*WRITTEN REQUEST 1:*
Do the following statements agree with the passage on Bitcoin below? For each, answer yes or no and quote the words of the passage that decide it.
(a) Cathie Wood founded Ark Invest and serves as its CEO.
(b) Bitcoin has recently been showing a stronger trend.
(c) Since 2020, Bitcoin's correlation with bonds has been approximately 0.06.

SUPPLIED PASSAGE start

Recently, Bitcoin has been showing a weaker trend, and market sentiment has been swinging accordingly, which also brings to mind a core view held by Ark Invest founder and CEO Cathie Wood: Bitcoin can outperform in a bull market and serve as a hedge in a bear market.
It sounds like “both offense and defense” is indeed like a fairy tale, but if you look at the longer term, you’ll find that Bitcoin has repeatedly demonstrated a different rhythm from traditional assets across several cycles: sometimes highly correlated, sometimes decoupled, sometimes like a risk asset, and sometimes like a new independent narrative. Ark Invest and Cathie Wood often cite a set of statistics: since 2020, the correlation (or beta) of Bitcoin with gold, bonds, and the S&P 500 has been approximately 0.14, 0.06, and 0.28 respectively, meaning it can provide non-correlated risk in a portfolio.

SUPPLIED PASSAGE end
DATA PROVIDED start

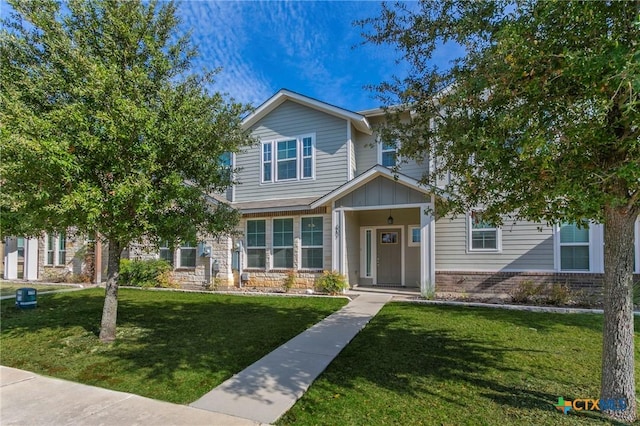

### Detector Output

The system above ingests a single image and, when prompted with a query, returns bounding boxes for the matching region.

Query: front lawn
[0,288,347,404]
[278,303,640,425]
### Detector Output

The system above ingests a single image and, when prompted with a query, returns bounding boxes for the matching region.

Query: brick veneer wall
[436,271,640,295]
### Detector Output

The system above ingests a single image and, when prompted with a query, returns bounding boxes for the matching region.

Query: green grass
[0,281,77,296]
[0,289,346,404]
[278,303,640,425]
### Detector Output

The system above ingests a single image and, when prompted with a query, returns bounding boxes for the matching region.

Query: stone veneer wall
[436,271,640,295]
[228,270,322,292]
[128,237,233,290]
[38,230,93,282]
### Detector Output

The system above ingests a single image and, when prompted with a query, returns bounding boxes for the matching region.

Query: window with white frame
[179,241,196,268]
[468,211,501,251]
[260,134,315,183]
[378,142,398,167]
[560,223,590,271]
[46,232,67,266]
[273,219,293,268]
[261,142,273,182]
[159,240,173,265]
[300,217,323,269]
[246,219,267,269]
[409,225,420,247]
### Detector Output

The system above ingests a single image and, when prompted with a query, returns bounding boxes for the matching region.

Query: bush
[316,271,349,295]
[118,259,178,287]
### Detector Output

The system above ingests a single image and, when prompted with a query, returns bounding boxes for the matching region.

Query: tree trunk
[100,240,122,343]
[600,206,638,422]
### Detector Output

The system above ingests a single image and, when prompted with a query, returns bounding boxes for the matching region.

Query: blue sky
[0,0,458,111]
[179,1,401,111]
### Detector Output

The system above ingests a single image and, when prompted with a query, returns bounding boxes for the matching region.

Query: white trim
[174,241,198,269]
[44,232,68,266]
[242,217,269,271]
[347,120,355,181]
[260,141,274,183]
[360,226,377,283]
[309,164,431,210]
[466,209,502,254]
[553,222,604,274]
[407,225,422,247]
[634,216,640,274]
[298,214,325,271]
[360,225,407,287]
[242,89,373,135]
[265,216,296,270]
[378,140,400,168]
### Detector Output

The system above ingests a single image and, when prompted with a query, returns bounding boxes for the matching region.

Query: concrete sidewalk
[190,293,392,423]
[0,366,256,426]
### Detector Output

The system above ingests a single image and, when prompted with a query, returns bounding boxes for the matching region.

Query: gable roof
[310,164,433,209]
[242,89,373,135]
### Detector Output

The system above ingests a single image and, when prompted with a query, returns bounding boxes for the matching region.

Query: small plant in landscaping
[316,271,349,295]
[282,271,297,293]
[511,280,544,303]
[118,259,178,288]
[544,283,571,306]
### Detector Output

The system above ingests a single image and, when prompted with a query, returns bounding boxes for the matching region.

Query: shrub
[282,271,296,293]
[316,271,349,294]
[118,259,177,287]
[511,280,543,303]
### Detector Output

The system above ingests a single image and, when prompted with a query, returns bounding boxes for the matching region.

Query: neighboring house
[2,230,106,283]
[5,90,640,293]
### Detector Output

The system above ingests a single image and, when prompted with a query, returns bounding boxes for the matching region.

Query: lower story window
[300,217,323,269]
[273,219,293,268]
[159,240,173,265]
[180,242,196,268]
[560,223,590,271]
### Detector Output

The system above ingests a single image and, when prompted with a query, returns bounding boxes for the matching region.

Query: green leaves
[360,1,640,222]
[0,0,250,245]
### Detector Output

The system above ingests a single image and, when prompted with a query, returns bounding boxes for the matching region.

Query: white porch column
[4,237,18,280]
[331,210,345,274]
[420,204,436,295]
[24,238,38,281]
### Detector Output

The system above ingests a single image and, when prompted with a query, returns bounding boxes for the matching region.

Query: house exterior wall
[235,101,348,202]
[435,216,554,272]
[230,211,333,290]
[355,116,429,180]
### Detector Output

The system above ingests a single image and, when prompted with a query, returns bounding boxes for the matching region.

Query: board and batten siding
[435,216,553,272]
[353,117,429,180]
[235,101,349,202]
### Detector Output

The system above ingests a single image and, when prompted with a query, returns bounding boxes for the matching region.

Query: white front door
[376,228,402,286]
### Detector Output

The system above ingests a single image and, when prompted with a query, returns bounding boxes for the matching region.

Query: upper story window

DATA PROVIDED end

*WRITTEN REQUEST 2:* Find every line in the records above that contains the string "wall", and copy each one. Case counts.

*FULL OUTPUT 1:*
(a) Yes: "Ark Invest founder and CEO Cathie Wood"
(b) No: "Recently, Bitcoin has been showing a weaker trend"
(c) Yes: "since 2020, the correlation (or beta) of Bitcoin with gold, bonds, and the S&P 500 has been approximately 0.14, 0.06, and 0.28 respectively"

*FULL OUTPUT 2:*
Query: brick veneer wall
Query: stone veneer wall
Query: house exterior wall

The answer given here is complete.